**GIVEN EXERCISE A:** Pull out every line of the listing below that contains the string "black". Case counts.

**DOCUMENT SEGMENT:**
========================================================================

# Can anyone make a new host from carbon steel to house an existing light?



## Southpaw1969 (Mar 19, 2015)

Hi everyone,

Is there a modder/machinist out there who can make me a new body to house the guts of a light I have out of carbon steel, which will be finished with gun bluing?

This is a unique project that would be best done in PM. Please PM me if you or someone you know is interested and can do this. 

Thanks- will give more details in PM.


----------



## DrafterDan (Mar 20, 2015)

Carbon steel is pretty rough on tooling, of course it can be done, but won't be cheap. I think Photon Fanatic still offers this:

http://photonfanatic.com/CustomLights.html

What is the original flashlight? It must be wonderful for you to want to reuse the components.


----------



## Southpaw1969 (Mar 20, 2015)

Actually, it's not that great of a flashlight, but it has another feature I want. If you want to know, PM me. I'm not being secretive, it's due to some bizarre rule here. 

If I can find someone who can just make a relatively basic body that simply accommodates a few small components along with an upgraded light engine, I'll be set. It really is something any of these guys should be able to do.

The body will basically be something between a Haiku & one of Mac's tri-edc's- no crazy machining, no intricate detail. I actually want it to look somewhat industrial & Spartan.


----------

========================================================================

**GIVEN EXERCISE B:** In the thread on a carbon steel flashlight host, what finish does the first poster want on the new body?

**DATASET EXCERPTS:**
========================================================================

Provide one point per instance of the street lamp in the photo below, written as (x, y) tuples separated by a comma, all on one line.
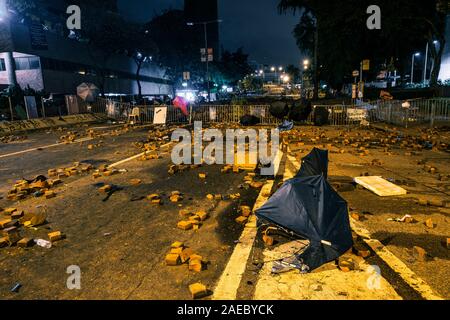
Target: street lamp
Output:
[(205, 23), (417, 54)]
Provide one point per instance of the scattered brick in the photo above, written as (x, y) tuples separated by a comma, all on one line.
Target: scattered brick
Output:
[(185, 225), (195, 265), (186, 254), (198, 291), (420, 254), (203, 215), (429, 223), (172, 259), (25, 243), (241, 220), (135, 182), (268, 240), (49, 194), (246, 211), (177, 244)]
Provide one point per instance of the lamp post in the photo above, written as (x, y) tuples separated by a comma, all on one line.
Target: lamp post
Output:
[(205, 23), (412, 65)]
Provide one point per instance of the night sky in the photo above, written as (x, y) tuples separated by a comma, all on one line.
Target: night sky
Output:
[(252, 24)]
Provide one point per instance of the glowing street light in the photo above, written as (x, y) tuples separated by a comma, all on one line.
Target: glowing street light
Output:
[(417, 54)]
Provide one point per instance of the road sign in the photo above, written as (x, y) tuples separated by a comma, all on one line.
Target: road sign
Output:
[(366, 65), (207, 56)]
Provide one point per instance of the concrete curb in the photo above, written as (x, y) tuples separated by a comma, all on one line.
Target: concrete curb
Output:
[(14, 127)]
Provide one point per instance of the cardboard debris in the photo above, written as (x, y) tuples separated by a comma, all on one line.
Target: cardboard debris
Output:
[(380, 186)]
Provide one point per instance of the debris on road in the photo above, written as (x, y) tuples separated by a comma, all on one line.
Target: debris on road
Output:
[(198, 291), (380, 186), (405, 219)]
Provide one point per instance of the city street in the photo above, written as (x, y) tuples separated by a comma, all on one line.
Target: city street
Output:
[(120, 239)]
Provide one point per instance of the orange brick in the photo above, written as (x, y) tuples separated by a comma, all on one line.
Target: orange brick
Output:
[(195, 265), (198, 291), (420, 254), (429, 223), (241, 220), (186, 254), (25, 242), (185, 225), (246, 211), (6, 223), (268, 240), (203, 215)]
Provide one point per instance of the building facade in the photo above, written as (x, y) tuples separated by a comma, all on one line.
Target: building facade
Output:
[(37, 53)]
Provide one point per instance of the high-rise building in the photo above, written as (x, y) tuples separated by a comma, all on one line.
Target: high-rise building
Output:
[(198, 11)]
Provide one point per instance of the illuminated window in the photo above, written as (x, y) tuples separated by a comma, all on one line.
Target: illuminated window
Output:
[(27, 63)]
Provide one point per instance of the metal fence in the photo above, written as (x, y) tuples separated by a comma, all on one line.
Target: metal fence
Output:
[(205, 113), (418, 112)]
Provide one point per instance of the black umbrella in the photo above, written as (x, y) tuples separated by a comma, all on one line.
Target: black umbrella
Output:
[(314, 164), (311, 209)]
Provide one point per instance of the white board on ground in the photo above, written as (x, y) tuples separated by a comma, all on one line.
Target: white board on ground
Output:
[(160, 115), (380, 186)]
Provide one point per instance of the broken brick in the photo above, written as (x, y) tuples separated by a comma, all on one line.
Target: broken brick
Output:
[(135, 182), (55, 236), (246, 211), (195, 265), (185, 225), (176, 250), (172, 259), (429, 223), (241, 220), (17, 215), (49, 194), (7, 223), (106, 188), (176, 198), (268, 240), (419, 253), (25, 242), (186, 254), (198, 290), (203, 215), (177, 244), (184, 213), (9, 211), (12, 235)]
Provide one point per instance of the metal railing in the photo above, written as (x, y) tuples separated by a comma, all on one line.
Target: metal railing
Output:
[(420, 111)]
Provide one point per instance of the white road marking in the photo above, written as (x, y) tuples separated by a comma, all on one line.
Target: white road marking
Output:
[(42, 148), (136, 156), (231, 277)]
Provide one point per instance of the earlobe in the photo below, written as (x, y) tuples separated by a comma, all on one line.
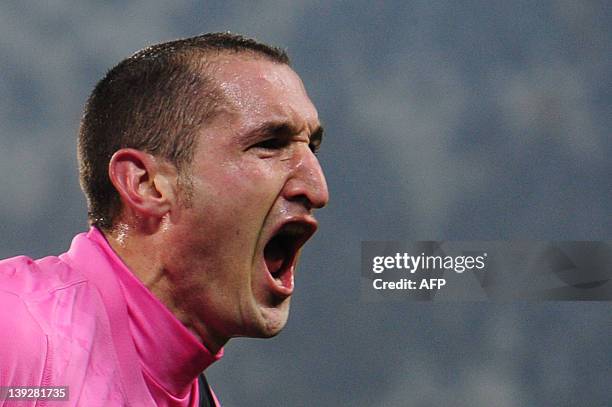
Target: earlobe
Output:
[(142, 182)]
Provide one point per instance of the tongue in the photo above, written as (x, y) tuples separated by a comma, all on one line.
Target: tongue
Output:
[(274, 256)]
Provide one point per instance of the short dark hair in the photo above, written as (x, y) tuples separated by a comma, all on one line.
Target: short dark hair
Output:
[(154, 101)]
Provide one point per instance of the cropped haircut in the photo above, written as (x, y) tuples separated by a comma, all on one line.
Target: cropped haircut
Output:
[(154, 101)]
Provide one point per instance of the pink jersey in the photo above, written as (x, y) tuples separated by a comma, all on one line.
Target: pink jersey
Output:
[(84, 321)]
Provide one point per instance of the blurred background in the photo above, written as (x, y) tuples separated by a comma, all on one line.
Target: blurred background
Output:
[(445, 120)]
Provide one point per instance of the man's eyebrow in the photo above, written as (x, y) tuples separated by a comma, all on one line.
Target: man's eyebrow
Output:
[(317, 135), (284, 129)]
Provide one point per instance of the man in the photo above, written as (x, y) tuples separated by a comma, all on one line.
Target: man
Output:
[(198, 161)]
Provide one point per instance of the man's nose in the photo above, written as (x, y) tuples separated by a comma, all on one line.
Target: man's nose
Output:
[(307, 182)]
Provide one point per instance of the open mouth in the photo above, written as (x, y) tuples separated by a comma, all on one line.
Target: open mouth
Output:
[(280, 254)]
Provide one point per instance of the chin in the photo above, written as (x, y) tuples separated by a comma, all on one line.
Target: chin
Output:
[(273, 320)]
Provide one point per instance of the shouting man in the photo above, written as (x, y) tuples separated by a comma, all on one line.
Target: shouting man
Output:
[(197, 157)]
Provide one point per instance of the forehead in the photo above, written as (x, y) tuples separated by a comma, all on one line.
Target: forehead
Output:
[(256, 90)]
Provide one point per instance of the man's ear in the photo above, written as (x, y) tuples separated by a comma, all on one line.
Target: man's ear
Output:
[(147, 185)]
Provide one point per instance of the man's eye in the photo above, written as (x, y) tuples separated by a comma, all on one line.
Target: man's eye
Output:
[(315, 145)]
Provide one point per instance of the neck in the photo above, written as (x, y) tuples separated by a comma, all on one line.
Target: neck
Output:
[(143, 255)]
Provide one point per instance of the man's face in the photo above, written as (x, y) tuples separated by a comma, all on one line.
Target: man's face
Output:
[(255, 182)]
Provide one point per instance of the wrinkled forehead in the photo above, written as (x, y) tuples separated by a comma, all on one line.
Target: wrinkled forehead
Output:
[(258, 89)]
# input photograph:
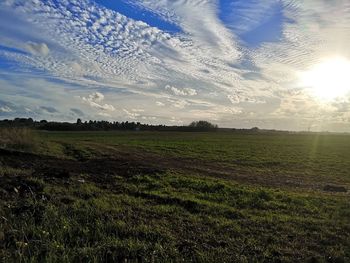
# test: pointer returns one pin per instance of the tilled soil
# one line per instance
(127, 163)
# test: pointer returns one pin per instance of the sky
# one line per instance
(274, 64)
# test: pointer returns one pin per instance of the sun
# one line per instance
(328, 80)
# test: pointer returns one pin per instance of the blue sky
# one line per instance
(236, 63)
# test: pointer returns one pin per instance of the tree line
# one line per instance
(80, 125)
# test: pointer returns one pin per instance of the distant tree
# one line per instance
(203, 126)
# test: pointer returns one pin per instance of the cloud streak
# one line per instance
(207, 69)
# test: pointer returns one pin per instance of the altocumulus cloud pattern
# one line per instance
(235, 63)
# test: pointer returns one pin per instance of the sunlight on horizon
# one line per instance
(328, 80)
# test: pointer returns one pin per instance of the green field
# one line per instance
(176, 197)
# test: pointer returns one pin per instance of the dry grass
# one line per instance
(17, 138)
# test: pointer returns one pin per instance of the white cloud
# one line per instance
(37, 49)
(94, 48)
(181, 92)
(95, 99)
(5, 109)
(160, 104)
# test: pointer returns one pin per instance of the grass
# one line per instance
(134, 214)
(18, 138)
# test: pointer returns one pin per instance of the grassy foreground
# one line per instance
(176, 197)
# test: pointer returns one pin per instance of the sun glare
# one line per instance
(329, 79)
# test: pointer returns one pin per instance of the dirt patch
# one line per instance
(335, 188)
(128, 162)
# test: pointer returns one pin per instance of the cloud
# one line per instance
(77, 112)
(37, 49)
(48, 109)
(74, 48)
(181, 92)
(95, 99)
(5, 109)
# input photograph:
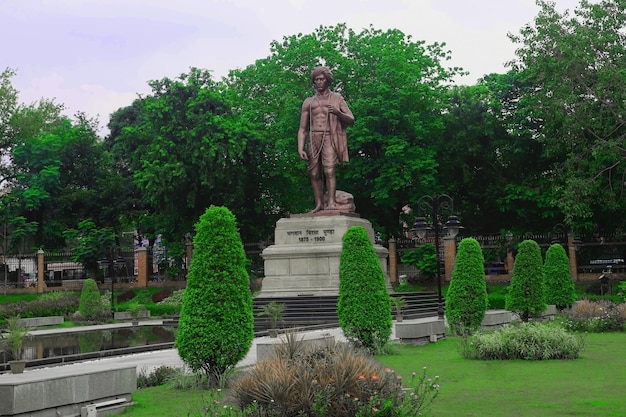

========================================================================

**WORKED SOLUTION A:**
Provide one point per instance of the black umbrella in the photo above, written as (x, y) tuples separated by a comma, all on one line.
Target: black umbrella

**WORKED SOLUTION B:** Gun bluing.